Problem description → Retype the material word for word.
*** Data supplied
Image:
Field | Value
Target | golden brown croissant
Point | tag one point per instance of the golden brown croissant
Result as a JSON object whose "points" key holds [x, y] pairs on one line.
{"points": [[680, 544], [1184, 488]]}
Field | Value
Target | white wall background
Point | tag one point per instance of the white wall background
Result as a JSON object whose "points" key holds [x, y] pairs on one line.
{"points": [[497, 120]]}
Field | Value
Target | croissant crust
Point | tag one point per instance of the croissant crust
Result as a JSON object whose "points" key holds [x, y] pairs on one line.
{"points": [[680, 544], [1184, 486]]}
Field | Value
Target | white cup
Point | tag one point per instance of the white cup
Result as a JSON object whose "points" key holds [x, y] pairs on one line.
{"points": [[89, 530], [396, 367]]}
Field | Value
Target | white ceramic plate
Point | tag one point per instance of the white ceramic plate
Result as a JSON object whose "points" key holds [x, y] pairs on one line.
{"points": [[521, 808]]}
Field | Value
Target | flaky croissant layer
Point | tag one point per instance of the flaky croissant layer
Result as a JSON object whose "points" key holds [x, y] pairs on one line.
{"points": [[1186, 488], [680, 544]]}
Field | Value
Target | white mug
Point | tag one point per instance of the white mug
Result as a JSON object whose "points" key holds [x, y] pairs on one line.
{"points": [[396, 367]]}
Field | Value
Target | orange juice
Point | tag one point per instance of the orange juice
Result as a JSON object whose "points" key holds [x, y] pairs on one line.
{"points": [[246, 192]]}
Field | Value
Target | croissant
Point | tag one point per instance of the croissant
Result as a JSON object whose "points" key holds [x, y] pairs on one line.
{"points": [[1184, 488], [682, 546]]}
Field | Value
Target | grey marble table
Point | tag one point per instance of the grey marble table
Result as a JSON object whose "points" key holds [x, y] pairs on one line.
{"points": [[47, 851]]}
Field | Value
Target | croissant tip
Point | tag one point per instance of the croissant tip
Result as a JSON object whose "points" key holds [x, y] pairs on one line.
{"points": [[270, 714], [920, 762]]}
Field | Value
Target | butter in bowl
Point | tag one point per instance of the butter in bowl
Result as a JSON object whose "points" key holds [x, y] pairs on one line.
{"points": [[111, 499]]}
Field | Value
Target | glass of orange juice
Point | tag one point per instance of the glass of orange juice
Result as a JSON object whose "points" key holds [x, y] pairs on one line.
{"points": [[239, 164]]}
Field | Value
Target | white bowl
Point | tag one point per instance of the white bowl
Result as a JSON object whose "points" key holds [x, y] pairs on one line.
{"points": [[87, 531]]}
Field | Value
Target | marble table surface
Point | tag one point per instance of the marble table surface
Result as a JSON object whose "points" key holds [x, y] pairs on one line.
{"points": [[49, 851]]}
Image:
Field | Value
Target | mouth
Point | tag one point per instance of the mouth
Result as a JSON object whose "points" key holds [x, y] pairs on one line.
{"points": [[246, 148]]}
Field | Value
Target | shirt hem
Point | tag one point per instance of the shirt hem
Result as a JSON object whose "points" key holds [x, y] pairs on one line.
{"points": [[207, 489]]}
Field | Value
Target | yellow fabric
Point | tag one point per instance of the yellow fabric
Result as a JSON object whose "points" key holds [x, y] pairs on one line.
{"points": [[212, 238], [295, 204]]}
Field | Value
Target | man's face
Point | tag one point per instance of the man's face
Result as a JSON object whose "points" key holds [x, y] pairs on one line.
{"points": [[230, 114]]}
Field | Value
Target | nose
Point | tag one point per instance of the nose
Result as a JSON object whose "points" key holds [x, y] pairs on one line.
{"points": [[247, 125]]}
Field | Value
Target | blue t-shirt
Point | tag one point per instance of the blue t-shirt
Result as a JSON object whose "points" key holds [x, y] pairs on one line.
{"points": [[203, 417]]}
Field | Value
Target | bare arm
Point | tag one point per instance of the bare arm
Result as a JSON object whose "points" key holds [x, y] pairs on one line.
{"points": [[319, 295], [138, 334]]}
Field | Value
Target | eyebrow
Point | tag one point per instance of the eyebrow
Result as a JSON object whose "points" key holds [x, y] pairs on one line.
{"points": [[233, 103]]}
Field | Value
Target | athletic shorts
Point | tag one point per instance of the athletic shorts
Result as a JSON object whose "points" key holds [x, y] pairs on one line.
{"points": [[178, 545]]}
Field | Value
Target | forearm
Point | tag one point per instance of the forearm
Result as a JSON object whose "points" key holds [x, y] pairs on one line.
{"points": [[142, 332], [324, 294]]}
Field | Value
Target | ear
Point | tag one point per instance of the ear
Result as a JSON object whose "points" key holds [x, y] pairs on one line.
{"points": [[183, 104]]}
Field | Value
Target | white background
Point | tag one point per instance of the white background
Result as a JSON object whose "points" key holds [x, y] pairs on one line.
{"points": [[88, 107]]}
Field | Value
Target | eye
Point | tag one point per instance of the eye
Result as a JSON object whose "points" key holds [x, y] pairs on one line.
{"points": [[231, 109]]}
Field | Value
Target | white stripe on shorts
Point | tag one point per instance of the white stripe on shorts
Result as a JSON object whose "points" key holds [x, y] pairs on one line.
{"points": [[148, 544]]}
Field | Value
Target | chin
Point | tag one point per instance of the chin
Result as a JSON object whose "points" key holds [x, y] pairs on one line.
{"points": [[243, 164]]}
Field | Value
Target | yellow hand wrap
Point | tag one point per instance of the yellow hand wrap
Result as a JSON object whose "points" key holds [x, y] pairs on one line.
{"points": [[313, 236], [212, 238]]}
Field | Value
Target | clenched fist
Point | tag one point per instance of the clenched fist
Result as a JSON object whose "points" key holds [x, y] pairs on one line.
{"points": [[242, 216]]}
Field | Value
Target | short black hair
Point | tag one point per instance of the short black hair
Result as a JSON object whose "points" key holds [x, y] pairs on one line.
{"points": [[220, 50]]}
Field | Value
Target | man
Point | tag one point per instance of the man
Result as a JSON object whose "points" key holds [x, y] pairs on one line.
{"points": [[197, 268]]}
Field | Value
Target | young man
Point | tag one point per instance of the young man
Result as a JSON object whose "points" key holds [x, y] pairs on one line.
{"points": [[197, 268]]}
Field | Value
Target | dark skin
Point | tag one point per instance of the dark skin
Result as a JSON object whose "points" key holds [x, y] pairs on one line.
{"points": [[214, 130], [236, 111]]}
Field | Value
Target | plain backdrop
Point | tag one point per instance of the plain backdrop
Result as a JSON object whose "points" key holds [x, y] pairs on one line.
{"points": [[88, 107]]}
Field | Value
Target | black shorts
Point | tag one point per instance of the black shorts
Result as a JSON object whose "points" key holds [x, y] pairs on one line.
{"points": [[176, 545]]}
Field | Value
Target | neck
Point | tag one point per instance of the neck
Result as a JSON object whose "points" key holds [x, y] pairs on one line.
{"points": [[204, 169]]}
******
Solution for this task →
Image:
Field | Value
Target | golden brown croissant
Point | tag one point per instance of the golden brown croissant
Result as a JSON object whose "points" key holds [x, y] pairs on one line.
{"points": [[680, 544], [1184, 488]]}
Field | Value
Target | white wall background
Point | tag one point per instance of the white wall background
Result as a JSON object whose "points" key holds [x, y] pairs on one line.
{"points": [[497, 120]]}
Field | Value
Target | croissant crust
Point | tag one point per instance of the croissant crust
Result as a JSON object whose "points" key holds [x, y] pairs on one line.
{"points": [[680, 544], [1184, 486]]}
Field | Value
Target | white cup
Point | tag one point per instance of the white cup
Result as a JSON object whose "points" key holds [x, y] pairs on one line.
{"points": [[89, 530], [396, 367]]}
Field | Value
Target | white ceramic plate
Point | tag one point per instance of the white ceramic plate
Result as a JSON object whose "points" key holds [x, y] pairs on one line.
{"points": [[521, 808]]}
Field | Value
Target | flaky croissant layer
Point | tag one point per instance of the flaky croissant layer
Result as a JSON object whose "points" key holds [x, y] pairs on one line.
{"points": [[1186, 488], [680, 544]]}
Field | Value
Target | white mug
Point | tag one point per instance of the white mug
Result as a JSON object whose "points" key holds [x, y] pairs on one line.
{"points": [[396, 367]]}
Field | Value
Target | orange juice
Point | tag one point per instance of the orange juice
Result as a JSON object whose "points" key holds [x, y] pairs on one line.
{"points": [[246, 192]]}
Field | Value
Target | croissant
Point | tag one point per instance of the croissant
Result as a JSON object whose "points" key holds [x, y] pairs on one line.
{"points": [[1184, 488], [682, 546]]}
Field | Value
Target | grey marble table
Point | tag one point per instance of the grey marble table
Result as a JSON object whose "points" key holds [x, y] pairs on one line.
{"points": [[47, 851]]}
Field | Value
Target | croissant tip
Point | tag one point per instance of the croissant tip
Result as a JSON object whose "points" key holds [x, y] pairs on one line.
{"points": [[270, 714], [920, 762]]}
Field | Value
Target | butter in bowl
Point | tag one point per instance of the butter in bowl
Result as a JSON object whose "points" key holds [x, y] pairs on one line.
{"points": [[111, 499]]}
Field | Value
Target | glass of orange juice
Point | tag one point per instance of the glass of orange juice
Result as a JSON object whose "points" key holds [x, y] pairs on one line.
{"points": [[239, 164]]}
Field | Value
Target | white bowl
Point | tag one point per instance of the white bowl
Result as a JSON object whose "points" key holds [x, y] pairs on one line.
{"points": [[87, 531]]}
Field | Value
Target | marble table surface
Point | tag one point per instance of the marble table surface
Result as a JSON object whose "points" key holds [x, y] pairs on one line.
{"points": [[49, 851]]}
Image:
Field | Value
Target | mouth
Point | tag one point per instance of the mouth
Result as a JSON object whose "points" key holds [x, y] pairs on one line.
{"points": [[246, 148]]}
Field | Value
Target | shirt hem
Point | tag one point per instance of the shirt hem
Result as a JSON object whose "points" key holds [x, y] pairs on one line.
{"points": [[207, 489]]}
Field | Value
Target | yellow fabric
Point | tag one point per instance of the yellow fabric
Result as a JSON object whose "points" key holds [x, y] pairs on one line.
{"points": [[212, 238], [295, 204]]}
Field | Value
Target | man's face
Point | tag one point per instance of the man's face
Result as a JSON object whose "points" key holds [x, y] pairs on one line.
{"points": [[230, 114]]}
Field | Value
Target | nose
Point | tag one point per instance of the nose
Result as a JSON object whose "points" key holds [x, y] pairs on one line.
{"points": [[247, 125]]}
Field | Value
Target | blue t-shirt
Point | tag one point per instance of the blue t-shirt
Result as a JSON object whose "points" key holds [x, y] pairs on one line.
{"points": [[203, 417]]}
Field | Value
Target | bare arm
Point | tag one point per instance of the bare arm
Result as a JSON object whose "points" key holds [x, y] pairs on one line.
{"points": [[319, 295], [138, 334]]}
Field | Value
Target | eyebrow
Point | tag one point per instance of the eyebrow
Result as a JSON object whose "points" key holds [x, y] pairs on one line.
{"points": [[233, 103]]}
Field | Value
Target | athletic shorts
Point | tag one point per instance of the athletic shorts
Result as a JSON object whose "points" key holds [x, y] pairs on one line.
{"points": [[178, 545]]}
Field | Value
Target | forearm
Point | tag one point per instance of the forearm
Result as a JSON object whose "points" key holds [x, y] pairs on one line.
{"points": [[142, 332], [324, 294]]}
Field | Value
Target | ear
Point | tag one point per instance of the ear
Result as a JSON object whose "points" key holds [x, y] pairs on one line.
{"points": [[183, 104]]}
Field | Value
Target | white background
Point | tag one point per instance of the white background
Result as a JSON object whose "points" key holds [x, y] pairs on one line.
{"points": [[88, 107]]}
Field | Value
Target | eye
Point | tag one point per instance of the eye
Result as a JSON object whose "points" key holds [x, y] pairs on one line.
{"points": [[231, 109]]}
Field | Value
Target | white stripe on shorts
Point | tag one point per instance of the white stripe on shorts
Result as a JSON object whose "points" key holds [x, y] pairs on one line.
{"points": [[148, 544]]}
Field | Value
Target | chin
Point | tag one point per instance of the chin
Result as a JSON object whose "points" key holds [x, y] pairs on one line.
{"points": [[243, 164]]}
Field | Value
Target | yellow hand wrap
Point | tag one point per instance of the yellow hand wrap
Result as a JSON object whose "points" key holds [x, y] pairs on one line.
{"points": [[313, 236], [212, 238]]}
Field | Value
Target | clenched fist
Point | tag one point per instance of the clenched fist
Result as a JSON object whose "points" key holds [x, y] pairs on one line.
{"points": [[242, 216]]}
Field | Value
Target | short black hair
Point | tag one point per instance of the short black hair
Result as a JSON object whose "points" key holds [x, y] pairs on one line.
{"points": [[220, 50]]}
Field | Value
Target | man
Point | tag one point per instance of the man
Result as a JSON object whose "points" key holds [x, y] pairs on one line.
{"points": [[197, 268]]}
Field | Value
Target | young man
Point | tag one point per instance of the young man
Result as a JSON object whose "points" key holds [x, y] pairs on one line.
{"points": [[197, 268]]}
Field | Value
Target | dark skin
Point | tag one point per instance of the dark skin
Result as a JSON object whose "points" key holds [x, y] pairs on one line.
{"points": [[214, 130], [236, 111]]}
Field | Value
Target | plain backdrop
Point | tag one point per instance of the plain backdrop
Result as a JSON object whose "points" key holds [x, y] pairs on one line.
{"points": [[88, 107]]}
Field | Value
Target | black shorts
Point | tag one point per instance of the black shorts
Result as a JSON object whose "points" key holds [x, y] pairs on one line.
{"points": [[176, 545]]}
Field | Value
Target | neck
Point | tag one point per instance of the neck
Result as a JSON object whose "points" key holds [x, y] pairs on one line.
{"points": [[204, 169]]}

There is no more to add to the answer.